§ **Entries taken from a collection**
▬▬▬▬▬▬
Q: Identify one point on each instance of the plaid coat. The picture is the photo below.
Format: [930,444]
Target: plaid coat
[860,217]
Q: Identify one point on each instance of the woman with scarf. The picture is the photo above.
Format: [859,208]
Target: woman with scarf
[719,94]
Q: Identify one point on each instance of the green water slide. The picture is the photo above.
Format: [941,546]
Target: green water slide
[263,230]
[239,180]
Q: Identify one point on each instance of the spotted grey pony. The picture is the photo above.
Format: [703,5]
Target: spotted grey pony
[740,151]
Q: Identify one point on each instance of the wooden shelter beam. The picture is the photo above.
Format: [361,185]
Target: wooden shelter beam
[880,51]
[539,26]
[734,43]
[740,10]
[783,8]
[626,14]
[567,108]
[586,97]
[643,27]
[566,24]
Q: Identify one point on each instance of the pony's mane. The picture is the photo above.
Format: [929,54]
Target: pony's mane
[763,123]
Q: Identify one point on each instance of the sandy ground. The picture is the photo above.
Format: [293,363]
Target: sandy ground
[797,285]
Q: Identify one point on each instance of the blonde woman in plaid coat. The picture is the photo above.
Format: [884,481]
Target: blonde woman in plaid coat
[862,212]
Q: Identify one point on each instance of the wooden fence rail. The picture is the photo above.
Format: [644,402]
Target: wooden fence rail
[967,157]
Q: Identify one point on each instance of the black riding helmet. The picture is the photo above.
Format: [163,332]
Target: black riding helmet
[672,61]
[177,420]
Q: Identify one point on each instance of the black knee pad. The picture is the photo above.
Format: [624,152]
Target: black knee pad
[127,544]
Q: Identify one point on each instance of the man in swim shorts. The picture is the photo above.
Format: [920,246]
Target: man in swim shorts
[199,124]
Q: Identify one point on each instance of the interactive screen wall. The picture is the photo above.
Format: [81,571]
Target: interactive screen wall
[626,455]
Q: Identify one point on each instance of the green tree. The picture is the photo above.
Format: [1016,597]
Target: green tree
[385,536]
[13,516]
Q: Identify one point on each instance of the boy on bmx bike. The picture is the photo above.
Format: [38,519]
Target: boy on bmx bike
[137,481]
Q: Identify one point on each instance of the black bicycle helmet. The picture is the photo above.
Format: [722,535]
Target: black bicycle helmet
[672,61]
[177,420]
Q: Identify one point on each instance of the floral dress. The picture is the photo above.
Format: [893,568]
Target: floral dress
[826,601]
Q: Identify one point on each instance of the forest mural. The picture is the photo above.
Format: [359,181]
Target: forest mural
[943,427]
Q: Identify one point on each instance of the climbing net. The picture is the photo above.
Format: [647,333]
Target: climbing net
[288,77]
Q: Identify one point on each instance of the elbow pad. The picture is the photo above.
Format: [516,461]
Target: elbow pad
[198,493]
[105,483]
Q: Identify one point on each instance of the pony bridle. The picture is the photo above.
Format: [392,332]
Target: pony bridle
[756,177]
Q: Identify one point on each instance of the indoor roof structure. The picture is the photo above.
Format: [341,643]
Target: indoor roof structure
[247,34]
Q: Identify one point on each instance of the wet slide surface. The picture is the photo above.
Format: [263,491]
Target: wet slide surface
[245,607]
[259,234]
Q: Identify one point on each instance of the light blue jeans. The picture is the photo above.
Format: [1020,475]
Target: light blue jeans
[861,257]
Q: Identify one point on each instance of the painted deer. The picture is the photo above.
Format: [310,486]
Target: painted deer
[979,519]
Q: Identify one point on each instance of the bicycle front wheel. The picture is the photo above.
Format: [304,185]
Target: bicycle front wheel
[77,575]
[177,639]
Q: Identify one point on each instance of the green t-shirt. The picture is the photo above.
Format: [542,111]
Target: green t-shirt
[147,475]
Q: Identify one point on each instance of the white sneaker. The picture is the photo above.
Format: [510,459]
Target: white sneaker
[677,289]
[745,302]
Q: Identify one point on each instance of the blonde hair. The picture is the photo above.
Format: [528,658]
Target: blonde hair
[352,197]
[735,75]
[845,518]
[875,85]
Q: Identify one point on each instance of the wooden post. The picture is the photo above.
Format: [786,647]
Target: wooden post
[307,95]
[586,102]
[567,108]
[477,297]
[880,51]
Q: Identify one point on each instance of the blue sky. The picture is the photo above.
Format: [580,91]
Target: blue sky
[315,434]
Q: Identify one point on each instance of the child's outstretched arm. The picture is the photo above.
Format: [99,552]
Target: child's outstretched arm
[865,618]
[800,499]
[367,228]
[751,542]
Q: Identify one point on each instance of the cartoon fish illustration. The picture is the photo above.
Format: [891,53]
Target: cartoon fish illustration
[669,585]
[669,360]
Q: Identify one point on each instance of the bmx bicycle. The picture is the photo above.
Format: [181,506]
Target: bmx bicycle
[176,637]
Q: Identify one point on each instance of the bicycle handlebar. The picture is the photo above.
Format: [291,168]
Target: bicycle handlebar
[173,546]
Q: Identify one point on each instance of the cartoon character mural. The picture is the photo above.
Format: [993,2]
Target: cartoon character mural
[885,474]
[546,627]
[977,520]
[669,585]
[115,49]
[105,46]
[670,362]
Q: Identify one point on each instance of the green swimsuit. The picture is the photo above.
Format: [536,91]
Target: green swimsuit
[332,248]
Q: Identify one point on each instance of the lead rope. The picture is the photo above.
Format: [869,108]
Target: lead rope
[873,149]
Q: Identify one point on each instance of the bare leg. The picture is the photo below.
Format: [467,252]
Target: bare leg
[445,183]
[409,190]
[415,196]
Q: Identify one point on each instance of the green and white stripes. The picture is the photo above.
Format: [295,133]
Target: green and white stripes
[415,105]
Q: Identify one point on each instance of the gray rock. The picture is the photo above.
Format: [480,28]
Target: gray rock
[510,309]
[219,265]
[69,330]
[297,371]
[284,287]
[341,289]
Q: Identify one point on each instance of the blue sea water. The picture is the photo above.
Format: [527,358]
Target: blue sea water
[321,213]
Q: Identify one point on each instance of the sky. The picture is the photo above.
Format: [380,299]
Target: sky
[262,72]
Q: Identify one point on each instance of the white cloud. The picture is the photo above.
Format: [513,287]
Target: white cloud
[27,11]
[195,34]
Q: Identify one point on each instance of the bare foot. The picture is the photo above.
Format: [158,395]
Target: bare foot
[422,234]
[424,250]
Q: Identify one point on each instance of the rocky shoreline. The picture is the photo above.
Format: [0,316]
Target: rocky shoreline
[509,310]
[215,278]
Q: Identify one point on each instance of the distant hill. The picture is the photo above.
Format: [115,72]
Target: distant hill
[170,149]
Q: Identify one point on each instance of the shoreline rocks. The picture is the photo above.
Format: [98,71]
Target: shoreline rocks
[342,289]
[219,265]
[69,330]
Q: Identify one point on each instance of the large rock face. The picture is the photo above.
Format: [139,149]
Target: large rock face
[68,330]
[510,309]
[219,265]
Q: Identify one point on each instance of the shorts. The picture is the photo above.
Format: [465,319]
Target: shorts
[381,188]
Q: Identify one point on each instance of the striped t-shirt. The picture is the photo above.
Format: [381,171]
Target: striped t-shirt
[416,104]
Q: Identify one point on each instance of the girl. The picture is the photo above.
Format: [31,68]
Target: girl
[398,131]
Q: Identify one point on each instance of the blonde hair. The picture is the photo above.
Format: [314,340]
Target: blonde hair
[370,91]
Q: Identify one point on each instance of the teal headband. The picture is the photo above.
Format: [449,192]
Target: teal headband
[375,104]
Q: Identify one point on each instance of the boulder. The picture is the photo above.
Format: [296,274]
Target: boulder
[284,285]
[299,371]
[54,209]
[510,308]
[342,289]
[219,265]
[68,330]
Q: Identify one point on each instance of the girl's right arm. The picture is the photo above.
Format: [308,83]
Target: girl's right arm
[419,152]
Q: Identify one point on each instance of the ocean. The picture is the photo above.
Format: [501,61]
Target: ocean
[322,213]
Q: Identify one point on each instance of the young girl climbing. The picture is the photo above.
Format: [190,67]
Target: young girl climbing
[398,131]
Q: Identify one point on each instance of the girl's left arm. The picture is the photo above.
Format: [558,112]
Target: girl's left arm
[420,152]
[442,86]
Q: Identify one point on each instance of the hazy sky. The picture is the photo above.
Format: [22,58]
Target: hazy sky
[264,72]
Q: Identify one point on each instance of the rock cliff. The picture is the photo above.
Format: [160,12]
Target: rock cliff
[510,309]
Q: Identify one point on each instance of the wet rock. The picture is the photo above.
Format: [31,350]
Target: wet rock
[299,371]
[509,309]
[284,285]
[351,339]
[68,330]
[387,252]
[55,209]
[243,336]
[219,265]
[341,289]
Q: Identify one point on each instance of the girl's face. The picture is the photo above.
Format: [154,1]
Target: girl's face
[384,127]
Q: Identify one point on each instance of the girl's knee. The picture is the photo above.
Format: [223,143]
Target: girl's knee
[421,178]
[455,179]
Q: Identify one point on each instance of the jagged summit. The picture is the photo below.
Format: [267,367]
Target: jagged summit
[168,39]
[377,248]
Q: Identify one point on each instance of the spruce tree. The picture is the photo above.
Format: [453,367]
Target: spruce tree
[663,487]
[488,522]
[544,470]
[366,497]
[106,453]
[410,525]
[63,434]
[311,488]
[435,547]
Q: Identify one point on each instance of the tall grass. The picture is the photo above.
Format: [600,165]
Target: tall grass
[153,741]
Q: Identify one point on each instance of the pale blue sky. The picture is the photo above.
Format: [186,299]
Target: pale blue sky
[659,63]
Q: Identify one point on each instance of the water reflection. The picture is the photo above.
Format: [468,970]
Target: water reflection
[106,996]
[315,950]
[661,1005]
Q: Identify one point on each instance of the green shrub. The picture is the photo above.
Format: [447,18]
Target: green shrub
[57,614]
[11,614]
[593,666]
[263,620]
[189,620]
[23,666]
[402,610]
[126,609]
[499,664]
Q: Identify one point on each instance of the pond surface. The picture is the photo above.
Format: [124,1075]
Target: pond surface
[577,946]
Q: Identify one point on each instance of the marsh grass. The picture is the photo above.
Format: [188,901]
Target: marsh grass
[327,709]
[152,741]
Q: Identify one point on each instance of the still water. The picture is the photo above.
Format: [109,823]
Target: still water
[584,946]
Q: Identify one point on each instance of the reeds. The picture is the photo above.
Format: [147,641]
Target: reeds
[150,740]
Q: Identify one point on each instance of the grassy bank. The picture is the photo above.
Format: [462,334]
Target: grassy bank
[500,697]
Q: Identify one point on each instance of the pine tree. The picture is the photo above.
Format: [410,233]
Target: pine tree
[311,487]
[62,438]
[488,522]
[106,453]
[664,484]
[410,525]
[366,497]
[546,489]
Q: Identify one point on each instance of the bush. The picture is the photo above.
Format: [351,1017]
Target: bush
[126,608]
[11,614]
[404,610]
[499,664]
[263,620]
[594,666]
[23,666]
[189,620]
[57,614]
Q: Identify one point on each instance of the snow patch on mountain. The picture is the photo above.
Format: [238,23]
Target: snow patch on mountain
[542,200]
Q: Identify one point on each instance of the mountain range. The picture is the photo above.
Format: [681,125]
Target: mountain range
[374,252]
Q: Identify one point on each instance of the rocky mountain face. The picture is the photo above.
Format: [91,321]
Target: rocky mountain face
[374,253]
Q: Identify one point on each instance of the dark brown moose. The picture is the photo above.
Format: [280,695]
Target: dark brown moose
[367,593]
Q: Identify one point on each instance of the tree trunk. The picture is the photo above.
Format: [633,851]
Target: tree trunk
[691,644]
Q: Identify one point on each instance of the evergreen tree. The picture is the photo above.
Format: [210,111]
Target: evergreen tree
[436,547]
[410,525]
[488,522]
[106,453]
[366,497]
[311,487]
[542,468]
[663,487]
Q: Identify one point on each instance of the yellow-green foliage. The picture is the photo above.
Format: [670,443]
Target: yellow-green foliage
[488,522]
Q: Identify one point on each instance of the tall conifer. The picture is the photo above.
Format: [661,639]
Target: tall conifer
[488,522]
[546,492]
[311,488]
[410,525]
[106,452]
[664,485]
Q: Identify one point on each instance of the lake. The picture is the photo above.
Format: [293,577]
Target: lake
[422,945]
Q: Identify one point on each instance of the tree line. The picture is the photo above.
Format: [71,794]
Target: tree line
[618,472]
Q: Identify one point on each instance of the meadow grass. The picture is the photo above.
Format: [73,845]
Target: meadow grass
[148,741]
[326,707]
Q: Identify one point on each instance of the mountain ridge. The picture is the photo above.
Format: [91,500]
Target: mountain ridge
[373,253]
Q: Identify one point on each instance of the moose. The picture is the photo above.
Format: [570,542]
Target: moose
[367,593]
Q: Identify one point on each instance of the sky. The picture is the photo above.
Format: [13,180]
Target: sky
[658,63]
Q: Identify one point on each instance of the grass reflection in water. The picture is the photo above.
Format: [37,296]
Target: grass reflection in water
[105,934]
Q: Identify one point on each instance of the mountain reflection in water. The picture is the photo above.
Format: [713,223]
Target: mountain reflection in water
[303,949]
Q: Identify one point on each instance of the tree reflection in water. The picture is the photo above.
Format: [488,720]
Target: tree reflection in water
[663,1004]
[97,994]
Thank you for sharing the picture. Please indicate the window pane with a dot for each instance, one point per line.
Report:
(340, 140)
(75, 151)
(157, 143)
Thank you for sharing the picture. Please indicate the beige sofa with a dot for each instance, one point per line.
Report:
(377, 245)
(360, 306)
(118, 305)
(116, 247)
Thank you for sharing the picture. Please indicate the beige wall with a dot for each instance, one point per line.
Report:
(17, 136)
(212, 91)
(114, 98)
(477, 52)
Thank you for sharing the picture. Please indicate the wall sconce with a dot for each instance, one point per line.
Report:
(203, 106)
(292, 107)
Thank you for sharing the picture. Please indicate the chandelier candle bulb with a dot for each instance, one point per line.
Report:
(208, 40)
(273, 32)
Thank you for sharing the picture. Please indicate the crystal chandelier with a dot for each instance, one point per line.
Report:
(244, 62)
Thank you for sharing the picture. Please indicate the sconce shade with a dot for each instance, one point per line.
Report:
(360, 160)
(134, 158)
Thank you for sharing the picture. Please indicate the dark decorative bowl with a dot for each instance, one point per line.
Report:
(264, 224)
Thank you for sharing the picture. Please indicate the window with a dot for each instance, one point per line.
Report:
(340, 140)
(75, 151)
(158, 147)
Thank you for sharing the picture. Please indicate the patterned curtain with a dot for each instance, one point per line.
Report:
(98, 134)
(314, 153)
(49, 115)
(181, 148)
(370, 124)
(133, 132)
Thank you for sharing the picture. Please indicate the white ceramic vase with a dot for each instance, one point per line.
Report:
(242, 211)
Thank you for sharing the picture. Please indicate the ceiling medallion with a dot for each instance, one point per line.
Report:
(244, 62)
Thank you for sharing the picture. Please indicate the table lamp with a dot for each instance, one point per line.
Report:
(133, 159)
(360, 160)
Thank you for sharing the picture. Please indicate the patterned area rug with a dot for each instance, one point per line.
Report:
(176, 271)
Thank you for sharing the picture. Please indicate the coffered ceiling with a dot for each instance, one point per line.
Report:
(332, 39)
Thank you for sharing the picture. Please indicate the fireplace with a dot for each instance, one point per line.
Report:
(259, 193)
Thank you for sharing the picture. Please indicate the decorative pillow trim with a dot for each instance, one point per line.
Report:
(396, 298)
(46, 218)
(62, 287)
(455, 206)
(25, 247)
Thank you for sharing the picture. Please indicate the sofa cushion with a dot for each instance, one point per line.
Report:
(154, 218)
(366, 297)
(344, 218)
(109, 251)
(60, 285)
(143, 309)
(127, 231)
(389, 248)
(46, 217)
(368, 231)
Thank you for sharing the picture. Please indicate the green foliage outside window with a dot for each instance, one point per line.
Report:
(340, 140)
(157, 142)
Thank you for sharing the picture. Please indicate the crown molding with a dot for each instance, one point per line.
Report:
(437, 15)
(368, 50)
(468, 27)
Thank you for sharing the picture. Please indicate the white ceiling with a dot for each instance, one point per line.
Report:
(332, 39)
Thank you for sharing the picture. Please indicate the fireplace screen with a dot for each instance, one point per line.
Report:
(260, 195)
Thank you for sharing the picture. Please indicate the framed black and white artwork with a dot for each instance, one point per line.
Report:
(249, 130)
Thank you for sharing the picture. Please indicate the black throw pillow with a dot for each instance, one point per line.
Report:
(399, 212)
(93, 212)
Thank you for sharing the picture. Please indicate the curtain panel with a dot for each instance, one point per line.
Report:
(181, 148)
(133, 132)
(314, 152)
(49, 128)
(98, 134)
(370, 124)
▬▬▬▬▬▬
§ **Problem requirements**
Return, word for word, the lines of the data above from the line with "Format: [580,91]" through the line with "Format: [993,2]", inclusive.

§ **Response to this task**
Format: [580,91]
Target: blue sky
[315,434]
Q: Identify one point on each instance of the child's outstretched arm. The picture is the photo above.
Format: [99,552]
Target: child's outstretched arm
[865,618]
[800,499]
[367,228]
[751,542]
Q: Identify one point on each instance of the cartoon fish illustration. The picture is the photo above.
Format: [891,53]
Target: cartoon fish illustration
[669,585]
[669,360]
Q: Identify one point on each instance of the bmx bicycle. The picture is the photo above.
Format: [181,506]
Target: bmx bicycle
[176,637]
Q: Identify one point on each instance of the bicycle handlebar. The picture is the photo above.
Format: [291,168]
Target: bicycle handlebar
[173,546]
Q: Identify one point on each instance of the cartoon character mural. The picture is the photo above.
Format: [993,2]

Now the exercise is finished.